**Provided records:**
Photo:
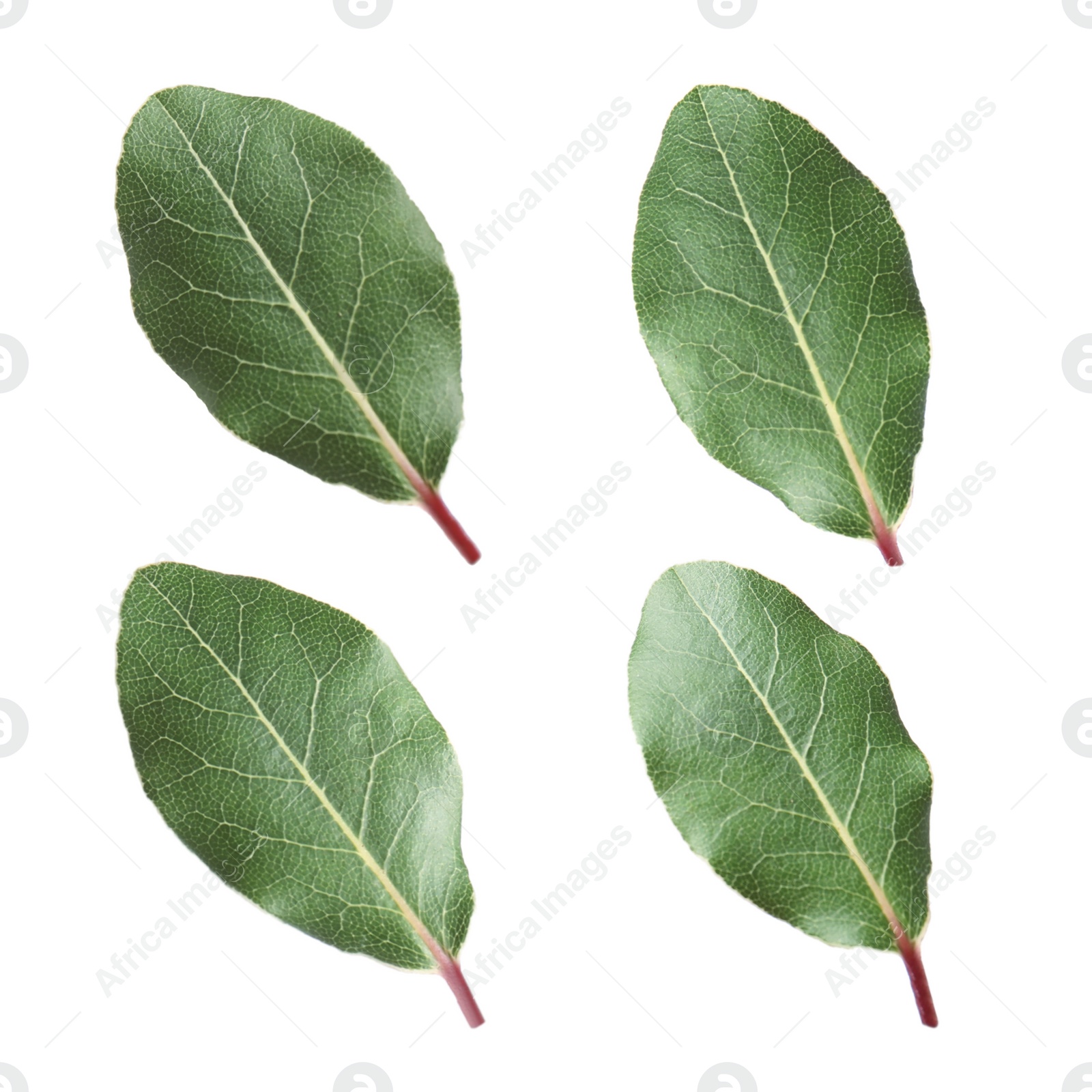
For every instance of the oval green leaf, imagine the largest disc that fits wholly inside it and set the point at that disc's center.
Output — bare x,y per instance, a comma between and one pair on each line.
284,745
775,294
281,269
777,747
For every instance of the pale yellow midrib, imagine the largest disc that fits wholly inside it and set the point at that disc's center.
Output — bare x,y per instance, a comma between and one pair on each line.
835,822
427,939
802,341
418,484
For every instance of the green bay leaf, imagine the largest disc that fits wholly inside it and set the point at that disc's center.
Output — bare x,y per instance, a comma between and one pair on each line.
775,294
777,747
284,745
281,269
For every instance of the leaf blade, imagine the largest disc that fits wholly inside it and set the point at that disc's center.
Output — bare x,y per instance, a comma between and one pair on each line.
318,322
778,749
267,799
788,375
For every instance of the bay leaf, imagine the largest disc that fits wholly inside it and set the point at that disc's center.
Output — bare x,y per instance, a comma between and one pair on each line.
775,293
777,746
284,745
281,269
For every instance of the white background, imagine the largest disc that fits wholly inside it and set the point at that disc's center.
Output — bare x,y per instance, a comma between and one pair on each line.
658,972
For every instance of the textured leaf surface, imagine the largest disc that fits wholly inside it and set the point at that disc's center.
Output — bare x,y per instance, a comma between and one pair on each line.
777,747
775,294
280,268
284,745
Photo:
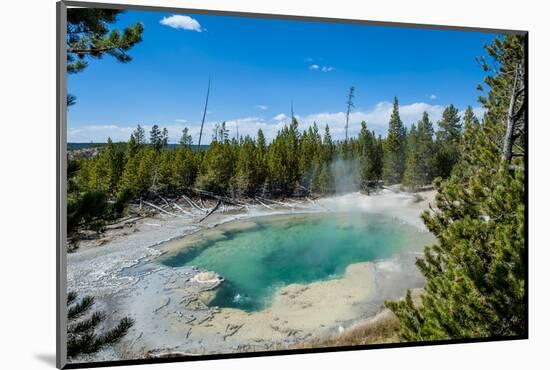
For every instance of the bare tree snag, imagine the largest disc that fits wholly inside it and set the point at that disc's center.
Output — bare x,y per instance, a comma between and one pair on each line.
204,113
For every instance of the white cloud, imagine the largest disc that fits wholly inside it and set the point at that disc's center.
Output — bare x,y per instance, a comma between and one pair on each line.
317,67
377,119
280,117
181,22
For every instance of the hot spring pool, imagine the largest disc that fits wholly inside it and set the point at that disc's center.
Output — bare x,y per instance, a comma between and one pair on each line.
271,252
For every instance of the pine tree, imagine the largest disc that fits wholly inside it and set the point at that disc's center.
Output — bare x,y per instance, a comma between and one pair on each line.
186,138
283,160
476,271
248,168
156,138
394,149
88,35
82,338
328,145
367,156
419,166
139,135
448,138
164,138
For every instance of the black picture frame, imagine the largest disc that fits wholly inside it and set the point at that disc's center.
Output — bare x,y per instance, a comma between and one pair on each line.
61,166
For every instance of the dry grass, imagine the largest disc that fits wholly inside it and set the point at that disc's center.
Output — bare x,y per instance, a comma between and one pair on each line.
381,328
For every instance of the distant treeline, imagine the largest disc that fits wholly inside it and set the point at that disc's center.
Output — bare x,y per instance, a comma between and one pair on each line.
295,162
78,146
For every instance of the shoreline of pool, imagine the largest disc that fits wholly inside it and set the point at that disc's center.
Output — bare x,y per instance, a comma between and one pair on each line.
163,326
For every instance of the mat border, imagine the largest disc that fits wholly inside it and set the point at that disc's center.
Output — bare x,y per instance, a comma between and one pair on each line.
61,188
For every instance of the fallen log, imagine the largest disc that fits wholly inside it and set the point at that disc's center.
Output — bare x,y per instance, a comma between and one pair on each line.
219,197
193,204
263,204
182,210
160,209
212,211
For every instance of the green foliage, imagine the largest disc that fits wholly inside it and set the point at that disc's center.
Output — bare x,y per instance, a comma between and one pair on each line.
419,166
394,148
217,168
476,271
283,160
448,140
369,166
82,338
89,35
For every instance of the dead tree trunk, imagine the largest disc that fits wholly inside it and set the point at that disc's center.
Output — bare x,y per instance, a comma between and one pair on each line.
514,116
204,113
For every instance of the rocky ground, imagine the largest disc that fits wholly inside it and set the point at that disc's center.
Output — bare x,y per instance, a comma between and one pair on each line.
170,305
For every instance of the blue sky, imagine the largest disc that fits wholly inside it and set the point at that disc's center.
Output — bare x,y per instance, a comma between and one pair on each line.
258,66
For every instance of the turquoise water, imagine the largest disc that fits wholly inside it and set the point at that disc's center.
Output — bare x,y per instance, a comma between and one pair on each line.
257,261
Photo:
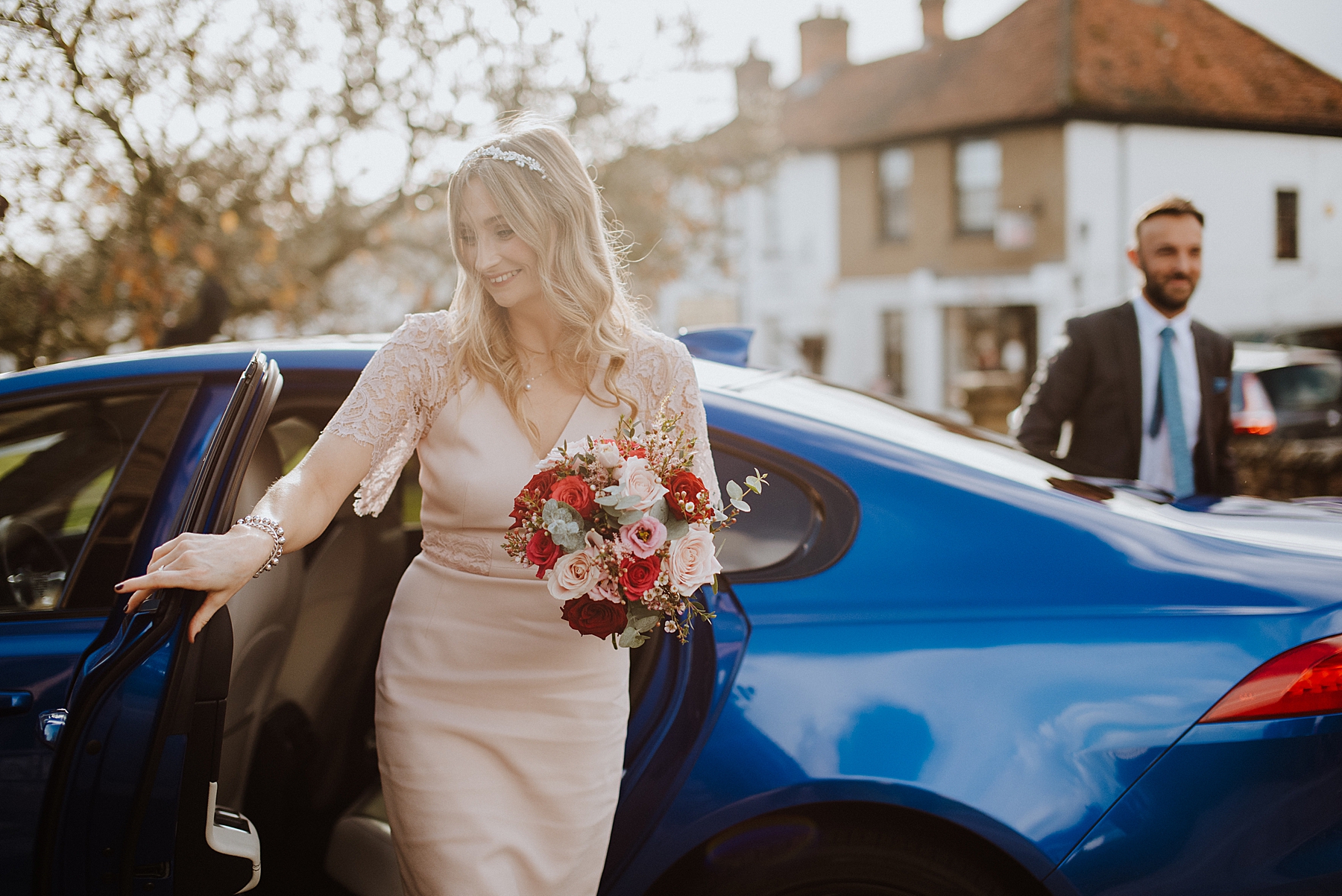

**Task directions:**
Return every line of the entries above that contains the word "white", and treat case as significant.

**Result:**
For every instance of the white background, imagine the largest disc that fits wholly inside it and set the point at that disc's center.
For every instance of the white cloud, imagine the largest disc that fits wholly inside it and set the point at that disc's center.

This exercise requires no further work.